*** Opening of SOURCE TEXT ***

It allows the atria to contract ahead of the ventricles.
What is the fundamental difference in Cardiac muscle action potentials compared to skeletal muscle?
It has a very long plateau at the top of the action potential
Why do Cardiac muscle action potentials have such a long plateau?
To prevent repeated contractions of the muscle - tetany of the heart is very bad.
What allows for cardiac muscle to not contract during the plateau?
It is refratory to repeated stimulation.
What is the rate of propagation of action potentials around the heart?
Relatively slow
What is the amplitude of a cardiac muscle action potential? What is its range of magnitude?
Amplitude = 105 mV
Magnitude: from -85 to +20
How long is the plateau of a cardiac muscle AP compared to skeletal muscle?
15X longer
How long does atrial muscle remain depolarized? Ventricular? Skeletal muscle?
Atrial: 0.2 sec
Ventricle: 0.3 sec
Skeletal: much shorter time
How does the length-tension relationship for cardiac muscle affect its function?
At optimal sarcomere lengths caused by degree of filling of the ventricles, the muscle will contract with more force.
How does crossbridge cycling occur in cardiac muscle?
By the same mechanism as in skeletal muscle - the sliding filament mechanism.
What does the degree of filling of the heart ventricles determine?
The amount of passive force that is in the muscle prior to contraction.
What limits cardiac muscle from stretching beyond its normal physiologic lengths at which active force would drop off?
The pericardium
What is the nature of the slope of the length tension curve for cardiac muscle within the normal physiologic range?
Steep - so slight changes in length (heart filling) have pretty significant effects in the force generated during contraction.
What is the major portion of work that is done by the heart?
Stroke work output - Volume-Pressure work.
What is the minor portion of work that is done by the heart?
The work of acceleration of blood to its velocity of ejection.

*** Close of SOURCE TEXT ***

REQUIREMENT 1
Answer these from the cardiac muscle notes:
(a) How much longer is the plateau of a cardiac muscle action potential than that of skeletal muscle?
(b) What limits cardiac muscle from stretching beyond its normal physiologic lengths?
(c) What is the major portion of work done by the heart?
REQUIREMENT 2
Please write a continuation of the cardiac muscle notes, starting after the answer about the work of accelerating blood to its velocity of ejection.
The listing comes from a different source than the cardiac muscle notes.

*** Opening of GIVEN DATA ***

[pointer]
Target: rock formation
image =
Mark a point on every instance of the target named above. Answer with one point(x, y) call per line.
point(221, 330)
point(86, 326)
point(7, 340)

*** Close of GIVEN DATA ***

ANSWER SECTION 1
(a) 15X longer
(b) The pericardium
(c) Stroke work output, or volume-pressure work

ANSWER SECTION 2
What is Preload?
End diastolic pressure
What is Afterload?
Systolic pressure
What is meant by the term Preload?
The amount of blood that is coming into the heart - the "prestretch" of blood returning to the heart
What is meant by the term Afterload?
The force that the heart is pumping into.
What is generated when you allow the heart to fill, clamp the aorta, and measure the pressure in the left ventricle with subsequent cycles of filling and isovolumic contraction?
The left ventricular isovolumic pressure-volume curve
What does the isovolumic pressure volume curve demonstrate?
That increasing preload enables the heart to generate more force
What does increasing afterload at a fixed preload do to the heart?
Decreases stroke volume
What will increasing preload do to the heart? What is this called?
Increase stroke volume - called the Frank Starling mechanism.
What will increasing contractility do to the heart? What accomplishes this?
Increase stroke volume, but NOT preload - just pumps more out.
Accomplished via Epi/NE and the sympathetic nervous system.
What is the relationship between compliance and distensibility?
As compliance increases, distensibility does as well.
How does increasing compliance affect the heart?
It makes it easier for the ventricles to fill so volume increases more.
what is the detrimental effect of decreased compliance?
The heart can't fill up with volume; hence it can't generate force to pump out either.
What are the 2 main types of regulation of heart pumping?
1. Intrinsic regulation
2. Autonomic neural regulation
What does Intrinsic regulation refer to?
The frank-starling mechanism
What is the Frank Starling Mechanism?
Within physiological limits the heart pumps all of the blood that comes into it without allowing excessive damming of blood in the vein.
What is Autonomic neural regulation composed of? (3 things)
-Sympathetic innervation
-Vagal innervation
-Circulating epinephrine
What happens to CO as BP increases to about 160 mm Hg?
CO remains constant
Above 160 mm Hg what happens to CO?
It decreases - afterload is just too much.
Which side of the heart does more work? How much more?
The left ventricle - does 10X more work than the right ventricle.
Why does the left Ventricle do 10X more work than right?
Because it's pumping agains MAP which is 100 mm Hg, compared to pulmonary pressure which is like 15 mm Hg.